■ Work request
Isolate every line in the records below with "clicks" in it.

------ Data in this exercise

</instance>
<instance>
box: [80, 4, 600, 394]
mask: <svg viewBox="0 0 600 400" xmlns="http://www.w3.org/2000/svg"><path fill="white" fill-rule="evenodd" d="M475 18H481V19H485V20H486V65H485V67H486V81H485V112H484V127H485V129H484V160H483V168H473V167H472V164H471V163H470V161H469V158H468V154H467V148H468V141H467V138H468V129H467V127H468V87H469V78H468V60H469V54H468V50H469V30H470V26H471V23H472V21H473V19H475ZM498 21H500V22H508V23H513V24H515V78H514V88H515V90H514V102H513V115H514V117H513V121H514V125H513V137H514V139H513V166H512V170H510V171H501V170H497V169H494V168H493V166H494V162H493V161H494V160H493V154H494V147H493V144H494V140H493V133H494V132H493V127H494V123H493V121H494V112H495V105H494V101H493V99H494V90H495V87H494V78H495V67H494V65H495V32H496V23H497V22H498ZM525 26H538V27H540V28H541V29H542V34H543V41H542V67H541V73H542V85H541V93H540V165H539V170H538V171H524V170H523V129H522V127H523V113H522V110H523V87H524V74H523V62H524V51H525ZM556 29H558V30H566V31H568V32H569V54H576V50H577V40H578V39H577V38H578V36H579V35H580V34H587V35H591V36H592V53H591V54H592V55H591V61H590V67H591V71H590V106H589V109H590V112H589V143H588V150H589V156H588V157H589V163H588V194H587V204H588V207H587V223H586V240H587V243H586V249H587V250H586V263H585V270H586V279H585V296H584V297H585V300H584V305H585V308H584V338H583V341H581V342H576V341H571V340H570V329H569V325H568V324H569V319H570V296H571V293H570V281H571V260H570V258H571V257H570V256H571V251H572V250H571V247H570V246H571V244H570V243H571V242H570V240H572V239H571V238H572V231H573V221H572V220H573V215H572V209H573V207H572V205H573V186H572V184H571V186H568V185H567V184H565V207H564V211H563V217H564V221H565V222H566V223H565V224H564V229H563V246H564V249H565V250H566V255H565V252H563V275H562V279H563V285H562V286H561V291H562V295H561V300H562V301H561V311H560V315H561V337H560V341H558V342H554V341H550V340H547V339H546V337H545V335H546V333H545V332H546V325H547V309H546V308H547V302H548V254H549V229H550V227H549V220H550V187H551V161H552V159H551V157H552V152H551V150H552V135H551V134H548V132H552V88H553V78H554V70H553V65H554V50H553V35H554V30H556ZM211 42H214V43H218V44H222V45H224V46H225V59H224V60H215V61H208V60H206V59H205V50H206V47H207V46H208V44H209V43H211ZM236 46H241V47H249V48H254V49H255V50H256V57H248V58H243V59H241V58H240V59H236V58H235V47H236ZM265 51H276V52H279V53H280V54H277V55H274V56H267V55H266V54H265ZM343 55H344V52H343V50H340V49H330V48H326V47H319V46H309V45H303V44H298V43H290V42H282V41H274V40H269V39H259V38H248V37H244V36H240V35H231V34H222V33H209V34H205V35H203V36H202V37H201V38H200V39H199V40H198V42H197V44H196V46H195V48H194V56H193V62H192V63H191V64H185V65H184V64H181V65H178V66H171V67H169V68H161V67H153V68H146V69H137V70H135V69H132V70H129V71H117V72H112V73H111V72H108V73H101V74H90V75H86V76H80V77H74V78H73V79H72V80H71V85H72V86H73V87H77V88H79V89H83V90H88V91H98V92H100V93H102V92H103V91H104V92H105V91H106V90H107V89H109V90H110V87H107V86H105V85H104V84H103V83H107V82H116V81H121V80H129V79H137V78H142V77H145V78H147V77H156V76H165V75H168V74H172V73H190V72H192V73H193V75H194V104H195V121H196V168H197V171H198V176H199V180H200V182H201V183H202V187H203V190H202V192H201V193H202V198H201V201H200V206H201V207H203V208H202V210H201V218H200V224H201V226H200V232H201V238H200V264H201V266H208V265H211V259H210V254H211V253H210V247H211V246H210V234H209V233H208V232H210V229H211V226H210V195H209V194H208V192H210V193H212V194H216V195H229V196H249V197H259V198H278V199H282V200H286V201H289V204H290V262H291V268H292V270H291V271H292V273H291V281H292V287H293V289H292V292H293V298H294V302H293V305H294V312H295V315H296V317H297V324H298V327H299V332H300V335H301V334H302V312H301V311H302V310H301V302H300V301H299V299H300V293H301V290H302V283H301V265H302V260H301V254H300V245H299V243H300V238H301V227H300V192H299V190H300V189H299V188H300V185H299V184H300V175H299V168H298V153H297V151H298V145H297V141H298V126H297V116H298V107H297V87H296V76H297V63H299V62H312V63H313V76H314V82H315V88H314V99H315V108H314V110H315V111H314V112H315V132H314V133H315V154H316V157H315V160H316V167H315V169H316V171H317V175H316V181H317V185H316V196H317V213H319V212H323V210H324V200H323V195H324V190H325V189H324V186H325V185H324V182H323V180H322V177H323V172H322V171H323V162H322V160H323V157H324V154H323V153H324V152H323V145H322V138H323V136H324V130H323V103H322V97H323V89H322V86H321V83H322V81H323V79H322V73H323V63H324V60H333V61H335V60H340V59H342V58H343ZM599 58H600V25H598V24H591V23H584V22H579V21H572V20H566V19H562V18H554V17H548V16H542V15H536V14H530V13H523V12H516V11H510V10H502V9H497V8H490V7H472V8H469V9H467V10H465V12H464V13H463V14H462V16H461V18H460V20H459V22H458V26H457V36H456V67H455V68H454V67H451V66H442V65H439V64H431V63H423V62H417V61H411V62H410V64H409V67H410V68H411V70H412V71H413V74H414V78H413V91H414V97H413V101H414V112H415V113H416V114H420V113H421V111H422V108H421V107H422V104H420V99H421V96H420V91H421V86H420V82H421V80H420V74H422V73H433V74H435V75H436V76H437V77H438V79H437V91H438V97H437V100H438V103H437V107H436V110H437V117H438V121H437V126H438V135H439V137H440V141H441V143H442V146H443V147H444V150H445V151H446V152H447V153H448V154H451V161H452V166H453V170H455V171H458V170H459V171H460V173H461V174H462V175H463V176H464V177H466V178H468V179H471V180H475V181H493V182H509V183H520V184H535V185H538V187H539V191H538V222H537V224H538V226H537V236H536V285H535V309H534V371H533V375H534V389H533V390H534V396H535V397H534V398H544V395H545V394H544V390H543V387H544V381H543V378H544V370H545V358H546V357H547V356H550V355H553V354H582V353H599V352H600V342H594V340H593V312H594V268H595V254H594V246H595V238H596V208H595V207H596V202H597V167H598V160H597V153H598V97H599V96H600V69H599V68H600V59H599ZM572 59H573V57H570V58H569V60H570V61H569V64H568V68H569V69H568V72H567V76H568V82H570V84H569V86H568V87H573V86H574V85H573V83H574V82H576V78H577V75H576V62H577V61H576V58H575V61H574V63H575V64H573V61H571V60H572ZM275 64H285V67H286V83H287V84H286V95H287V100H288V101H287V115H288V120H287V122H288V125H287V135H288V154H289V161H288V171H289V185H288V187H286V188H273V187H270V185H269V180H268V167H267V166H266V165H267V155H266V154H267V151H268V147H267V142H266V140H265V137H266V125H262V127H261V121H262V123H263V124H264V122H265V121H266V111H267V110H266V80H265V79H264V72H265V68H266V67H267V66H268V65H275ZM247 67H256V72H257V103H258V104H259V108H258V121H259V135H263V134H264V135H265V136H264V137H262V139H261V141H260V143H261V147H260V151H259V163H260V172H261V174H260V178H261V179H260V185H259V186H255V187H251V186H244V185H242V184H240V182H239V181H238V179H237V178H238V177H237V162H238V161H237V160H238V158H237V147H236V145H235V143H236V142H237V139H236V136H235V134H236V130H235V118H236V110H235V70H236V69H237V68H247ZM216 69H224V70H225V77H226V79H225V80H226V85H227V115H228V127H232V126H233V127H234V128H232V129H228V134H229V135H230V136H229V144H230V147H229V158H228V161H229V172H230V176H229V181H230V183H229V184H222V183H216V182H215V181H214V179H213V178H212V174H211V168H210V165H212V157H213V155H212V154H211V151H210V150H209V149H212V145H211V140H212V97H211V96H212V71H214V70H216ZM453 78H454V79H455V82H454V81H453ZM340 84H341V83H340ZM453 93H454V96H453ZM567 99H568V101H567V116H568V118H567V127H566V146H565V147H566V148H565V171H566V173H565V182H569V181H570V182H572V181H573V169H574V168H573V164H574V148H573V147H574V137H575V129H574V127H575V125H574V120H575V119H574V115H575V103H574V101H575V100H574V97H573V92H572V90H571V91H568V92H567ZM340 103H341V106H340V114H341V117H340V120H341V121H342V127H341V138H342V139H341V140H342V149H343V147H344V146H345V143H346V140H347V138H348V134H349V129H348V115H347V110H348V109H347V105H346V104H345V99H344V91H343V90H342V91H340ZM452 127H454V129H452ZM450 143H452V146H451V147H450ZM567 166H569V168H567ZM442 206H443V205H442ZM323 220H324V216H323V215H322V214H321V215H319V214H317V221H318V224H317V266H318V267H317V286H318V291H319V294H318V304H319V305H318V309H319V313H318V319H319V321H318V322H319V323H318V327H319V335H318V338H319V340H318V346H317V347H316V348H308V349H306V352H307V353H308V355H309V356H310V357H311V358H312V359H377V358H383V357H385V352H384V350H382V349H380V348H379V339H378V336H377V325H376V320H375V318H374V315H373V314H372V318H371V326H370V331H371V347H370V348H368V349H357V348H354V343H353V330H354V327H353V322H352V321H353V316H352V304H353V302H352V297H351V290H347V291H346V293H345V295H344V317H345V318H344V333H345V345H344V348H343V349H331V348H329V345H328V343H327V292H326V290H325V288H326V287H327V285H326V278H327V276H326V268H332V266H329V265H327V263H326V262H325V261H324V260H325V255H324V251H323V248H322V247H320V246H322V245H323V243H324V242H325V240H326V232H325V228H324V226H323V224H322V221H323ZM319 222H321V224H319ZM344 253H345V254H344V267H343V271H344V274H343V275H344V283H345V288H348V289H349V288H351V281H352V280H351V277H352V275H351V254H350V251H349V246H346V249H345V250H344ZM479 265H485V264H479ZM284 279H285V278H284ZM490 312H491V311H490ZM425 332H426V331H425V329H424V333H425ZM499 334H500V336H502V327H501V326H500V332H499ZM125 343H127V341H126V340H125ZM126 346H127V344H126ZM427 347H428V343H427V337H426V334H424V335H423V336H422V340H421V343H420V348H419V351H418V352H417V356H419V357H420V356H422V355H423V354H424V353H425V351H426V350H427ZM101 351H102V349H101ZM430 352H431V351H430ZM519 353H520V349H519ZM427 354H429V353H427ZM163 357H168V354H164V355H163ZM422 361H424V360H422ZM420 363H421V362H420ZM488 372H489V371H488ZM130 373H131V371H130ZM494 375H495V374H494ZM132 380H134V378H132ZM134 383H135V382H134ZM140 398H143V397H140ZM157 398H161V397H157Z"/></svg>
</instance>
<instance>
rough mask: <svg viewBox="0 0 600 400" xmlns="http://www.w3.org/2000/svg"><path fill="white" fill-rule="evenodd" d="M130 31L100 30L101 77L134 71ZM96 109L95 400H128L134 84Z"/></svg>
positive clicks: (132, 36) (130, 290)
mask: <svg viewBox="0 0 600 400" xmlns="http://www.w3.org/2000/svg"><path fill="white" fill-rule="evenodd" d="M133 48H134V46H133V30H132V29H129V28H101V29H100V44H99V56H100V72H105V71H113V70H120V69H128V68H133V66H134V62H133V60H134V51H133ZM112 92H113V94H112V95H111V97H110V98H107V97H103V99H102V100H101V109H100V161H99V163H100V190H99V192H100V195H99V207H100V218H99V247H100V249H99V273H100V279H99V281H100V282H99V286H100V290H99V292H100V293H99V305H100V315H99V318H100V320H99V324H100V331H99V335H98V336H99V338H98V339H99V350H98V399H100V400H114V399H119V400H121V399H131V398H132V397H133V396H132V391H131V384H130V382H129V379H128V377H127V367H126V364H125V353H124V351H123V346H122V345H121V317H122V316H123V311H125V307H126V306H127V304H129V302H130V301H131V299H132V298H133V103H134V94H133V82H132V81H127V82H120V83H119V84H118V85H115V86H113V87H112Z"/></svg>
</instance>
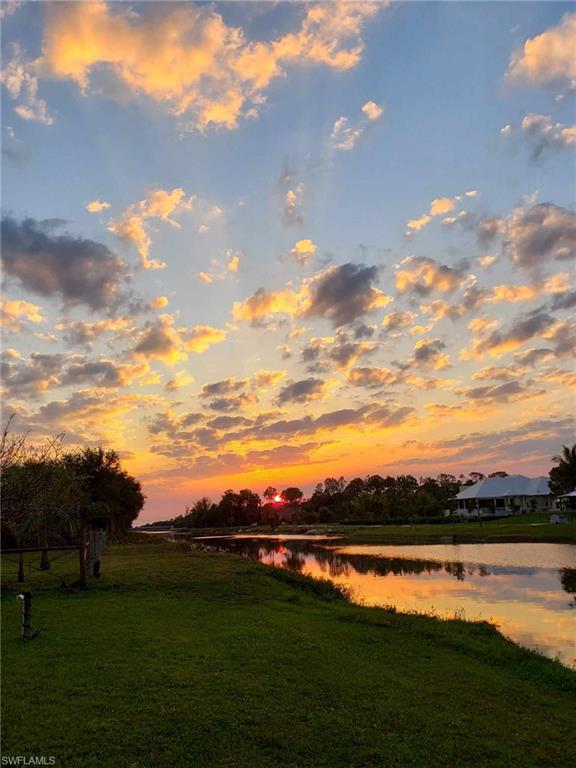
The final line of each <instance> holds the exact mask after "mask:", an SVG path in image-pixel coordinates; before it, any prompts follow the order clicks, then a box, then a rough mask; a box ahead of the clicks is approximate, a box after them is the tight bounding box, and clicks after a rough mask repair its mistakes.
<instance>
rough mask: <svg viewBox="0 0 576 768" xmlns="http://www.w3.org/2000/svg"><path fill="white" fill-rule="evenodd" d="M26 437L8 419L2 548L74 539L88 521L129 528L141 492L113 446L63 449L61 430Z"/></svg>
mask: <svg viewBox="0 0 576 768" xmlns="http://www.w3.org/2000/svg"><path fill="white" fill-rule="evenodd" d="M28 437H29V436H28V434H21V435H14V434H12V433H11V432H10V423H9V424H8V426H7V427H6V428H5V430H4V432H3V435H2V439H1V441H0V508H1V512H2V546H3V548H10V547H23V546H52V545H55V546H57V545H59V544H64V543H73V542H76V541H78V539H79V537H80V536H81V533H82V530H85V529H86V527H88V526H94V527H99V528H103V529H106V530H108V531H109V532H110V533H111V534H112V535H113V536H121V535H123V534H124V533H126V531H128V530H129V529H130V527H131V525H132V523H133V522H134V520H136V518H137V517H138V513H139V512H140V511H141V510H142V508H143V506H144V501H145V496H144V494H143V493H142V488H141V485H140V483H139V482H138V480H136V479H135V478H134V477H132V476H131V475H129V474H128V473H127V472H126V471H125V470H123V469H122V466H121V463H120V457H119V455H118V453H117V452H116V451H114V450H105V449H104V448H102V447H98V448H93V447H84V448H78V449H76V450H70V451H65V450H64V447H63V437H64V436H63V435H57V436H55V437H51V438H49V439H47V440H46V441H45V442H44V443H42V444H32V443H31V442H30V441H29V439H28Z"/></svg>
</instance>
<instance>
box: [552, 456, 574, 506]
mask: <svg viewBox="0 0 576 768" xmlns="http://www.w3.org/2000/svg"><path fill="white" fill-rule="evenodd" d="M552 461H553V462H554V464H556V466H555V467H552V469H551V470H550V489H551V491H552V493H554V494H556V495H560V494H562V493H570V491H573V490H575V489H576V443H575V444H574V445H573V446H572V448H568V446H566V445H563V446H562V453H561V454H560V455H559V456H553V457H552Z"/></svg>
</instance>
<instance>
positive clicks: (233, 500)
mask: <svg viewBox="0 0 576 768" xmlns="http://www.w3.org/2000/svg"><path fill="white" fill-rule="evenodd" d="M259 519H260V496H258V494H257V493H254V492H253V491H250V490H249V489H248V488H244V489H243V490H241V491H240V492H239V493H234V491H232V490H227V491H225V492H224V495H223V496H222V498H221V499H220V503H219V504H218V521H219V524H220V525H224V526H234V525H252V523H257V522H258V521H259Z"/></svg>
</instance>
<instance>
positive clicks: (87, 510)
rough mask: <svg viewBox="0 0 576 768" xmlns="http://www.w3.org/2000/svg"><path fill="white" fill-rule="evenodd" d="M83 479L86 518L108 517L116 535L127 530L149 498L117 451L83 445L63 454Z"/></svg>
mask: <svg viewBox="0 0 576 768" xmlns="http://www.w3.org/2000/svg"><path fill="white" fill-rule="evenodd" d="M63 462H64V465H65V466H66V467H68V468H69V469H72V470H73V471H74V474H75V475H76V477H77V478H78V480H79V481H80V485H81V487H82V491H83V494H84V512H83V514H84V515H85V516H86V517H91V518H93V519H100V520H103V519H104V518H108V520H109V521H110V527H111V531H112V533H113V534H122V533H125V532H126V531H127V530H128V529H129V528H130V526H131V525H132V523H133V522H134V520H136V518H137V517H138V513H139V512H140V511H141V510H142V507H143V506H144V501H145V499H146V497H145V496H144V494H143V493H142V487H141V485H140V483H139V482H138V480H136V479H135V478H133V477H132V476H131V475H129V474H128V473H127V472H125V471H124V470H123V469H122V466H121V464H120V457H119V455H118V453H117V452H116V451H112V450H105V449H104V448H102V447H100V448H83V449H82V450H80V451H77V452H74V453H67V454H65V455H64V457H63Z"/></svg>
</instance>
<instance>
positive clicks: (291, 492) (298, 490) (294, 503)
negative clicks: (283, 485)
mask: <svg viewBox="0 0 576 768" xmlns="http://www.w3.org/2000/svg"><path fill="white" fill-rule="evenodd" d="M280 495H281V496H282V500H283V501H285V502H286V503H287V504H298V502H299V501H300V500H301V499H302V497H303V496H304V494H303V493H302V491H301V490H300V488H286V489H285V490H283V491H282V493H281V494H280Z"/></svg>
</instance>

------------

■ Reply
positive clicks: (132, 36) (130, 290)
The final line of each <instance> holds the exact mask after "mask:", an SVG path in image-pixel coordinates; before it, any prompts follow the order clicks, then a box, then a rough mask; a box ahead of the clicks is approximate, a box after them is the tight bounding box, and clicks after a rough mask repair its mistakes.
positive clicks: (233, 500)
positive clicks: (87, 510)
positive clicks: (291, 492) (298, 490) (294, 503)
negative clicks: (283, 485)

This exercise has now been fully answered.